■ TASK A
Answer these about the pick-and-place guide, one answer per line, marked the same way:
(i) What does the pre-trained RF-DETR model provide right away without any additional training?
(ii) From what are the synthetic images for fine tuning generated?
(iii) What was the bolt and nuts dataset built specifically for?
■ TASK B
In the pick-and-place guide, write out the part that starts with the words "1. Bolt and" and ends with "in industrial environments.".
■ TASK C
Keep writing the pick-and-place guide, picking up after its last sentence.

+++ TEXT SECTION

Off-the-Shelf Pick and Place Model as a Baseline

Before training anything custom, it is useful to start with a general purpose model and test the full pipeline. You can use a pre trained RF-DETR model as a baseline. It can detect common objects and immediately provides bounding boxes and centroids without any additional training. This allows to validate the complete system end to end. The camera captures an image, the model detects objects, the centroid is converted into a 3D position, and the robot performs a pick and place action. At this stage, the goal is not perfect accuracy. The goal is to confirm that all components such as detection, coordinate mapping, inverse kinematics, and motion control are working together correctly.

Using an off the shelf model significantly reduces development time. Instead of spending time collecting and labeling data early on, we can focus on building and testing the robotics pipeline. Once the pipeline is stable, the baseline model also helps identify where improvements are needed, such as missed detections, incorrect picks, or sensitivity to camera angle.

Fine Tuning RF-DETR for Overhead Pick and Place Camera Angles

While the baseline model works, it is not optimized for this specific setup. Most general purpose models are trained on natural images with side views or varied perspectives. In a pick and place system, the camera is typically fixed above the workspace, which creates a consistent top down view. Objects appear different in this view, with less visible depth and more emphasis on shape and outline.

To improve performance, the model can be fine tuned using images that match this exact setup. In this project, synthetic images are generated from the simulation using the same overhead camera configuration. These images are then used to train or fine tune the model so it learns how objects look from this specific angle.

Fine tuning helps the model become more reliable in detecting objects under the same conditions it will see during deployment. It reduces errors caused by perspective differences and improves consistency in centroid detection, which directly affects pick accuracy. This approach also makes the system more practical. The result is a detection system that is better aligned with the physical setup and more suitable for real pick and place tasks.

Using Roboflow Universe Data for Pick and Place

Before collecting your own data, it is often useful to start with existing datasets from Roboflow Universe. Universe hosts a large collection of open datasets and pre-trained models across domains such as logistics, manufacturing, and robotics, making it a strong starting point for pick-and-place projects. Here are several datasets directly applicable to building or extending a pick-and-place detection system.

1. Bolt and Nuts Detection - Industrial Fastener Sorting

A dataset of images of bolts and nuts, built specifically for component identification and sorting automation in industrial environments.

Applications: Fastener sorting systems where a robot identifies bolts from nuts on a flat tray and routes each to a different bin. Also applicable to assembly verification, where a camera checks that the correct fastener type has been picked before the robot proceeds to placement.

Dataset Link: universe.roboflow.com/testworkspace-z10xl/bolt-and-nuts-detection

2. Fruit Sorting - Agricultural Pick and Place

A dataset built for automated fruit picking and sorting on production lines. Fruit and vegetable sorting robots are among the most commercially deployed real-world pick-and-place systems. Objects arrive on a flat surface, need to be identified by type, and placed into separate collection bins.

Applications: Agricultural sorting lines where a robot picks fruit by class and routes each item to a different output channel or bin. The pipeline is identical to the one in this guide detect object class, determine centroid position, pick, place to class-specific drop zone.

++++++
+++ RECORD EXTRACTS

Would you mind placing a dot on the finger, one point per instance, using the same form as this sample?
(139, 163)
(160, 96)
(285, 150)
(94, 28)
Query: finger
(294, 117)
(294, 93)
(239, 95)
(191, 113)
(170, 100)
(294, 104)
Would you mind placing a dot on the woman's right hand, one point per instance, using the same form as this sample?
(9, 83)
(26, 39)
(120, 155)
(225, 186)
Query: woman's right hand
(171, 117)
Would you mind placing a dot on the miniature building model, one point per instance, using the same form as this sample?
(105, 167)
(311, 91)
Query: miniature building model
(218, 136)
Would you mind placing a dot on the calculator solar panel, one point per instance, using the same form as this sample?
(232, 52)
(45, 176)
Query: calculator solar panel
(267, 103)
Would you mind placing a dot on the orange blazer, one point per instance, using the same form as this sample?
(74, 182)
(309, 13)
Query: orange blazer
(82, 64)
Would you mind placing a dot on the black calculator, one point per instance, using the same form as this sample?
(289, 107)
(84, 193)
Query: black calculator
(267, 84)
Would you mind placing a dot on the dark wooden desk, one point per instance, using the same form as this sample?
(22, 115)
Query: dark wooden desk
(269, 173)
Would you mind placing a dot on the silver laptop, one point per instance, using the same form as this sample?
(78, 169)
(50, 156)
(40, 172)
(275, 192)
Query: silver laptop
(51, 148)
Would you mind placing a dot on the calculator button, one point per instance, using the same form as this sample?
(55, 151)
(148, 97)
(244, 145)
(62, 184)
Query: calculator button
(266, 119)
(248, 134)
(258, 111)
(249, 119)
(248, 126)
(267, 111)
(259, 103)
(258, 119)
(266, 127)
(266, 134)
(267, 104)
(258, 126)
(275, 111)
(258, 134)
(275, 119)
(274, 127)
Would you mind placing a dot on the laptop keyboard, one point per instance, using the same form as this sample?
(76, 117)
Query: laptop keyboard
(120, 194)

++++++

■ EXERCISE RESULT A
(i) Bounding boxes and centroids.
(ii) From the simulation, using the same overhead camera configuration.
(iii) Component identification and sorting automation in industrial environments.

■ EXERCISE RESULT B
1. Bolt and Nuts Detection - Industrial Fastener Sorting

A dataset of images of bolts and nuts, built specifically for component identification and sorting automation in industrial environments.

■ EXERCISE RESULT C
Dataset Link: universe.roboflow.com/project-ueiw1/fruit-sorting-ppua6

3. Garbage Classification - Recycling Sorter Robot

A dataset consisting of images categorizing waste into seven types such as biodegradable, plastic, metal, glass, paper, cardboard, and other with a pre-trained model. Built explicitly for automated recycling sorting lines and robotic conveyors.

Applications: Robotic recycling sorting conveyors where the robot must classify each item before deciding where to place it. Unlike most pick-and-place datasets where all objects go to one drop zone, recycling sorting requires multiple drop zones, one per material class, making this dataset useful for building and testing multi-destination pick-and-place logic.

Dataset Link: universe.roboflow.com/material-identification/garbage-classification-3

4. Surgical Tools Detection - Medical Robotics

A dataset of images of surgical instruments including scalpels, forceps, scissors, and retractors, with a pre-trained model. Built for robotic-assisted surgery applications where a vision system must identify the correct instrument on a sterile tray before a robotic arm picks and hands it to the surgeon. The instruments are elongated, reflective, and visually similar making this one of the most challenging fine-grained pick-and-place detection tasks.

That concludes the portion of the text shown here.